設定課題 A
『ホテル・ルワンダ』の日本公開についての文書によると、「『ホテル・ルワンダ』日本公開を求める会」が署名の目標としている人数は何人か。

文書

-- -- --

う〜ん、耳が痛いですね。日本は年間に600〜700本と世界で一番多くの映画が公開される国ですが、それだけ多くの映画が公開される中にこの『ホテル・ルワンダ』が入ってこないというのは、あんまりな気がします。


「日本公開を、あきらめない」?
しかし、まだ日本での公開が絶対にないと決まったわけではありません。なんとか公開の実現を目指して立ち上がったのが、「『ホテル・ルワンダ』日本公開を求める会」http://rwanda.hp.infoseek.co.jp)です。インターネットなどを通じて知り合った映画ファンの有志が集まって結成した会なのですが、代表の水木雄太さんは次のように話しています。

「ホテル・ルワンダ」日本公開を求める会「配給会社の方は客が入らないといいますが、僕がインターネットに『こんな映画があるんだよ』と書いたら、『ぜひ観たい』という反応がたくさんありました。しかもその多くはこの映画のこと知らなかったという人でした。だったら、この映画のことをもっと知ってもらえば、もっと観たい人という人が出てくるんじゃないかと思ったんです。そこでそのことを証明するために、ネットやチラシを使って自分たちで勝手にこの『ホテル・ルワンダ』を宣伝して、そのうえで『この映画が観たい』という署名を3万人を目標に始めたところです。」

-- -- --

抽出レコード

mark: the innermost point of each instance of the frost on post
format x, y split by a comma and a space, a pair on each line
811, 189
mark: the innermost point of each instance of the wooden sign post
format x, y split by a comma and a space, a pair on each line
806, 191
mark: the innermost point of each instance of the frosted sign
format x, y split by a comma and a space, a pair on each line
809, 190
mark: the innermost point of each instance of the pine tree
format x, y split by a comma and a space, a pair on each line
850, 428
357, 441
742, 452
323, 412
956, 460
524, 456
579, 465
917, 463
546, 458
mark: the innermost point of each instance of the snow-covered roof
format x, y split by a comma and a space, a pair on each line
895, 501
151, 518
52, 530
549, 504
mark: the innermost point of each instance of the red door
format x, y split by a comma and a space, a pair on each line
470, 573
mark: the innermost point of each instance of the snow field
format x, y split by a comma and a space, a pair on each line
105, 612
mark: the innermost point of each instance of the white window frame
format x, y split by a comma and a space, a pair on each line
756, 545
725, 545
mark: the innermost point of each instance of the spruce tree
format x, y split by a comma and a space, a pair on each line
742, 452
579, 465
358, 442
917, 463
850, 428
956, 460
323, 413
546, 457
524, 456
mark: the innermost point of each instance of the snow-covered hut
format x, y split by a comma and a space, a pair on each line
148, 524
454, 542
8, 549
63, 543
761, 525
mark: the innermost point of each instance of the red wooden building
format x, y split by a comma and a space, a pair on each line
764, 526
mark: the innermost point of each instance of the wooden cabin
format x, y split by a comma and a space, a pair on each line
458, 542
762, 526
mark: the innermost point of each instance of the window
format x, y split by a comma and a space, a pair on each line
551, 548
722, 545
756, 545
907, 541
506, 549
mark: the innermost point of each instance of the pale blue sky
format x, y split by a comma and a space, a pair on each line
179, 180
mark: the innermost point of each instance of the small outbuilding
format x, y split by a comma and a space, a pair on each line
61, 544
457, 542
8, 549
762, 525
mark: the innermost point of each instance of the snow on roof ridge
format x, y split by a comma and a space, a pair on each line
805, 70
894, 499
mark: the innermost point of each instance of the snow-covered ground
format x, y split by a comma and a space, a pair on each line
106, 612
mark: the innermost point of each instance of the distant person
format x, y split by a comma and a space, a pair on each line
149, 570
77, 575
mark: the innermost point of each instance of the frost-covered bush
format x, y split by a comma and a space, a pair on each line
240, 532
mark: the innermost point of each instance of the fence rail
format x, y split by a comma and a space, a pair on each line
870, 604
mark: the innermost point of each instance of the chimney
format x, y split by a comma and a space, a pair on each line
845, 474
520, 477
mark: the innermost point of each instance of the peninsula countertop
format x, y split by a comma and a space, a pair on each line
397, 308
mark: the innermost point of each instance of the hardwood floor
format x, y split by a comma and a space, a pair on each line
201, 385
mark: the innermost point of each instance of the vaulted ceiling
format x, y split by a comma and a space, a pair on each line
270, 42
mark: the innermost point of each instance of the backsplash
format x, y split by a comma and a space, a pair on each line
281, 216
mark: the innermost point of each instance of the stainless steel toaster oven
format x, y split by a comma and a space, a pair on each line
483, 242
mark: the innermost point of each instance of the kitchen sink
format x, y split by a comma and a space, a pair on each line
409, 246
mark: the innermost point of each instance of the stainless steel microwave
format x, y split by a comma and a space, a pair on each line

-- -- --

設定課題 B
上のレコードを「steel toaster oven」を含む行から始め、レコードの最後の行まで、「番号」と「行」の2列からなるMarkdownの表として示せ。空行は省くこと。

完成解答 A
3万人。

完成解答 B
| 番号 | 行 |
|---|---|
| 1 | mark: the innermost point of each instance of the stainless steel toaster oven |
| 2 | format x, y split by a comma and a space, a pair on each line |
| 3 | 483, 242 |
| 4 | mark: the innermost point of each instance of the kitchen sink |
| 5 | format x, y split by a comma and a space, a pair on each line |
| 6 | 409, 246 |
| 7 | mark: the innermost point of each instance of the stainless steel microwave |
| 8 | format x, y split by a comma and a space, a pair on each line |